Tugas Latihan 1: Tuliskan ulang tanpa perubahan bagian risalah sidang berikut. Mulailah pada kata-kata "KETUA: ANWAR USMAN Ya." dan berhentilah setelah kata-kata "kedua Ahli? Silakan.".

--- Kutipan Dokumen ---

KETUA: ANWAR USMAN Ya. Terima kasih, Pak Dr. Zainal. Dari Kuasa Presiden, apakah ada hal-hal yang ingin ditanyakan atau didalami dari keterangan kedua Ahli? Silakan.
28.
PEMERINTAH: HENI SUSILA WARDOYO Cukup, Yang Mulia.
29.
KETUA: ANWAR USMAN Cukup. Dari Pemohon?
30.
KUASA HUKUM PEMOHON PERKARA NOMOR 109,110/PUUXIII/2015: METY RAHMAWATI Oke, baik. Terima kasih, Majelis. Dalam hal ini, kami akan menanggapi mengenai koreksian saja. Ada beberapa, yaitu pada halaman 3 mengenai Undang-Undang Pemberantasan Tindak Pidana Korupsi. Di sini, yang kami tahu adalah Undang-Undang Nomor 31 Tahun 1999. Dan mungkin Saudara Ahli bisa jelaskan. Oh, sebelumnya di halaman 4 juga ada Undang-Undang Nomor 32 Tahun 2002 tentang KPK. Sedangkan yang di sini kami uji adalah Undang-Undang Nomor 30 Tahun 2002. Mungkin typoerror saja. Selebihnya, di halaman 9, Undang-Undang Nomor 7 Tahun 2006. Mungkin Saudara Ahli bisa menjelaskan itu undang-undang tentang apa? Dan di bawahnya, ada Undang-Undang Nomor 7 Tahun 2008. Itu undang-undang tentang apa? Terima kasih.

---

Tugas Latihan 2: Ganti "module" dengan "tool" pada entri di bawah, dimulai dari baris pertama entri sampai dengan baris yang memuat "32,199,172,274", kedua ujungnya termasuk. Tampilkan hanya baris-baris tersebut, dan biarkan semua bagian lainnya tetap.

--- Masukan Latihan ---

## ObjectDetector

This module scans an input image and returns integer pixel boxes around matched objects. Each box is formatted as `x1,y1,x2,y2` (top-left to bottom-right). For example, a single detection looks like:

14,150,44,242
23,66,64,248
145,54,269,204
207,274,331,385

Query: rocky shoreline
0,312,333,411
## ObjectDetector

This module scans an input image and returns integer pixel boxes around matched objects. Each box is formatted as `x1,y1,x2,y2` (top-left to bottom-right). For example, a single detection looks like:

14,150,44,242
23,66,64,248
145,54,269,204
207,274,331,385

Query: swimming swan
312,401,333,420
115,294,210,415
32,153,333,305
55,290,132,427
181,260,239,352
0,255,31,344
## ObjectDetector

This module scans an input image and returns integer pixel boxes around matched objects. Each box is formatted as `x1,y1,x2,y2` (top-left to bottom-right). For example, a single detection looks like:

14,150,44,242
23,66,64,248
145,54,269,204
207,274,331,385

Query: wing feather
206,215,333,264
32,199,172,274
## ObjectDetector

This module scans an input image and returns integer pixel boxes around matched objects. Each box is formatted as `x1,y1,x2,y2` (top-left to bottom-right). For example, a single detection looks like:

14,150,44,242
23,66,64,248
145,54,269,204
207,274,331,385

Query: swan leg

---

Hasil Latihan 1:
KETUA: ANWAR USMAN Ya. Terima kasih, Pak Dr. Zainal. Dari Kuasa Presiden, apakah ada hal-hal yang ingin ditanyakan atau didalami dari keterangan kedua Ahli? Silakan.

Hasil Latihan 2:
## ObjectDetector

This tool scans an input image and returns integer pixel boxes around matched objects. Each box is formatted as `x1,y1,x2,y2` (top-left to bottom-right). For example, a single detection looks like:

14,150,44,242
23,66,64,248
145,54,269,204
207,274,331,385

Query: rocky shoreline
0,312,333,411
## ObjectDetector

This tool scans an input image and returns integer pixel boxes around matched objects. Each box is formatted as `x1,y1,x2,y2` (top-left to bottom-right). For example, a single detection looks like:

14,150,44,242
23,66,64,248
145,54,269,204
207,274,331,385

Query: swimming swan
312,401,333,420
115,294,210,415
32,153,333,305
55,290,132,427
181,260,239,352
0,255,31,344
## ObjectDetector

This tool scans an input image and returns integer pixel boxes around matched objects. Each box is formatted as `x1,y1,x2,y2` (top-left to bottom-right). For example, a single detection looks like:

14,150,44,242
23,66,64,248
145,54,269,204
207,274,331,385

Query: wing feather
206,215,333,264
32,199,172,274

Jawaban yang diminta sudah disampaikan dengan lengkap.